#### Votre travail:
A) Recopiez mot pour mot l'article ci-dessous, depuis « On le retrouve, arrivé » jusqu'à « ans à Bordeaux-Bègles. ».
B) D'après l'article ci-dessous, les affirmations (i), (ii) et (iii) sont-elles exactes ? Répondez par oui ou non, en citant les mots de l'article qui tranchent.
(i) Nans Ducuing a passé dix ans à Bordeaux-Bègles.
(ii) Damian Penaud atteint 38 km/h aux tests physiques.
(iii) Nans Ducuing a 33 ans.

« Damian Penaud s’en fout, il connaît pas une tactique » : Nans Ducuing raconte les stars du Top 14 qui l’ont marqué
L’ancien arrière de Bordeaux-Bègles, désormais retraité, a entamé une reconversion comme consultant pour Canal +.

On le retrouve, arrivé tout droit de la gare Montparnasse, prêt pour sa grande première au « Canal Rugby Club ». À 33 ans, Nans Ducuing n’est plus un rugbyman professionnel depuis sa retraite après dix ans à Bordeaux-Bègles.
Désormais consultant pour le diffuseur du Top 14 Canal +, l’ancien joueur réputé pour son humour et sa franchise a pris le temps d’évoquer ses souvenirs de joueurs qui l’ont marqué. À sa manière.
Son joueur le plus rapide
« La fusée Louis Bielle-Biarrey, avec qui j’ai joué à Bordeaux. Quand j’essayais de le suivre, j’avais tous les boulons qui tremblaient. C’est un truc inné chez lui, c’était criant dès ses premiers entraînements avec nous, et en plus il l’a bien bossé. Même Damian Penaud qui court très vite, il monte à 35 km/h aux tests physiques, lui, il finit à 38. À chaque fin d’entraînement, on faisait des sprints. Je partais cinq mètres devant lui, on arrivait en même temps sur la ligne des 50 m. Et je m’arrachais comme un âne (rires). »

[Exemples de détection]
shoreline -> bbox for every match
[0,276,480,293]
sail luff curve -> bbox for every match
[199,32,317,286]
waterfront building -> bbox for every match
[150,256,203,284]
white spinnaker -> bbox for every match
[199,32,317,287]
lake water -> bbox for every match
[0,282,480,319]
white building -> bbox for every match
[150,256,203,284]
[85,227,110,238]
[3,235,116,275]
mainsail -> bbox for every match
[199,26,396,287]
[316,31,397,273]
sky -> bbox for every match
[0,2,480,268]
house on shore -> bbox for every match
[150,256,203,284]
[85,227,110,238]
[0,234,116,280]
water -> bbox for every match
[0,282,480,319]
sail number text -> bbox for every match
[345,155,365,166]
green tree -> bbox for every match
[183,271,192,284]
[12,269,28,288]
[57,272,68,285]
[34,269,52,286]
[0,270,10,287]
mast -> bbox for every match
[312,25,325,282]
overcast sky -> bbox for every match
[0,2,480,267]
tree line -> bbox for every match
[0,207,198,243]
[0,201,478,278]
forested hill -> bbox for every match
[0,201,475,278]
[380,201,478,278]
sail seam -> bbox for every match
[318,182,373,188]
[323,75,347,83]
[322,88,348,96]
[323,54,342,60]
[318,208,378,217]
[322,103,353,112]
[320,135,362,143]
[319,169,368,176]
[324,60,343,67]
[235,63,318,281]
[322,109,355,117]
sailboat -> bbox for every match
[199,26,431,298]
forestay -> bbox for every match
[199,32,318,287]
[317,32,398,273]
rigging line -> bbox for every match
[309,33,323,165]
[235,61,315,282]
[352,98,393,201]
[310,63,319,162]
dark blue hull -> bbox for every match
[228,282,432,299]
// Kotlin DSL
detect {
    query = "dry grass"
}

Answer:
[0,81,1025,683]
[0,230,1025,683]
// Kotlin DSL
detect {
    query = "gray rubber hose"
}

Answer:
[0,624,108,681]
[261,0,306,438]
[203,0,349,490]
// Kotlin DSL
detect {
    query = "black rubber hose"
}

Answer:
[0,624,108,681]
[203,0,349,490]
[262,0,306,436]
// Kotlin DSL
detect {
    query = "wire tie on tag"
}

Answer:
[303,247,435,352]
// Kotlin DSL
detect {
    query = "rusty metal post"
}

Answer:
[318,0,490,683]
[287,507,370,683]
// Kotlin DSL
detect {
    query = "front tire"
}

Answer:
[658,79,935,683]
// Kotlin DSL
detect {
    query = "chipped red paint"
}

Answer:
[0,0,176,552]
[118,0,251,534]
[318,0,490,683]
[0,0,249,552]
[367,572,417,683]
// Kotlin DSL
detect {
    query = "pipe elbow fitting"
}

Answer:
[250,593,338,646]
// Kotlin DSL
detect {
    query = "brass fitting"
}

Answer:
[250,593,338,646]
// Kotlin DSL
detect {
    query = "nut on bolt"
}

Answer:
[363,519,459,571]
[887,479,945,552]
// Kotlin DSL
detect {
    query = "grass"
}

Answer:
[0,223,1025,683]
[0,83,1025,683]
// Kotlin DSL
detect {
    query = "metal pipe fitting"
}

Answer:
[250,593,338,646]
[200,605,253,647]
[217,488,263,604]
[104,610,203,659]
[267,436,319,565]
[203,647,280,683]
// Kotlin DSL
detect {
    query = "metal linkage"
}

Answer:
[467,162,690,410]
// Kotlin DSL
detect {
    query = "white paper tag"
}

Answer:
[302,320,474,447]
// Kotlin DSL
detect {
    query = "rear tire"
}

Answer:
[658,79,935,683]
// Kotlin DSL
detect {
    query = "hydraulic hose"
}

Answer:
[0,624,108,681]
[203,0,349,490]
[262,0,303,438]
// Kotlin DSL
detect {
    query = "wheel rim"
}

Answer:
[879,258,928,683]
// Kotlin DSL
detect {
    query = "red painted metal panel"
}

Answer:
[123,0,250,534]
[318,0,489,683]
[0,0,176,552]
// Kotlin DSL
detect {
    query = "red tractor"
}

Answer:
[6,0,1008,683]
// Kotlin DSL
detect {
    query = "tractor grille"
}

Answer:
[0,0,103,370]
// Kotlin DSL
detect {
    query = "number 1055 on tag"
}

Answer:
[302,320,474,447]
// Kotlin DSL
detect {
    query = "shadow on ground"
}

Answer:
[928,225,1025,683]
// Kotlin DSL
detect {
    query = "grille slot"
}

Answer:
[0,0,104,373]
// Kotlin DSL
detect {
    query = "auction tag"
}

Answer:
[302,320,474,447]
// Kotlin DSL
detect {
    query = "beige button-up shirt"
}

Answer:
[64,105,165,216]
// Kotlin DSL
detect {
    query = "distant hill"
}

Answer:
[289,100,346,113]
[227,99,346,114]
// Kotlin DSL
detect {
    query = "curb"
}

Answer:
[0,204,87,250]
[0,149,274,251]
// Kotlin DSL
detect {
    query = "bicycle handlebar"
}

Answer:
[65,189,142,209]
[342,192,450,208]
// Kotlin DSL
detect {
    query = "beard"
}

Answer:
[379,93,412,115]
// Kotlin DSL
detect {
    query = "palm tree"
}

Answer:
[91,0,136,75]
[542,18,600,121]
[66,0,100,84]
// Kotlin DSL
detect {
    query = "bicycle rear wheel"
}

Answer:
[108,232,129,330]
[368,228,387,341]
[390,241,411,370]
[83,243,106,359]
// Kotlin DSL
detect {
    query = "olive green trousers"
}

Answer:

#### Réponses par consigne:
A)
On le retrouve, arrivé tout droit de la gare Montparnasse, prêt pour sa grande première au « Canal Rugby Club ». À 33 ans, Nans Ducuing n’est plus un rugbyman professionnel depuis sa retraite après dix ans à Bordeaux-Bègles.

B)
(i) Oui : « sa retraite après dix ans à Bordeaux-Bègles ».
(ii) Non : « il monte à 35 km/h aux tests physiques, lui, il finit à 38 ».
(iii) Oui : « À 33 ans, Nans Ducuing n’est plus un rugbyman professionnel ».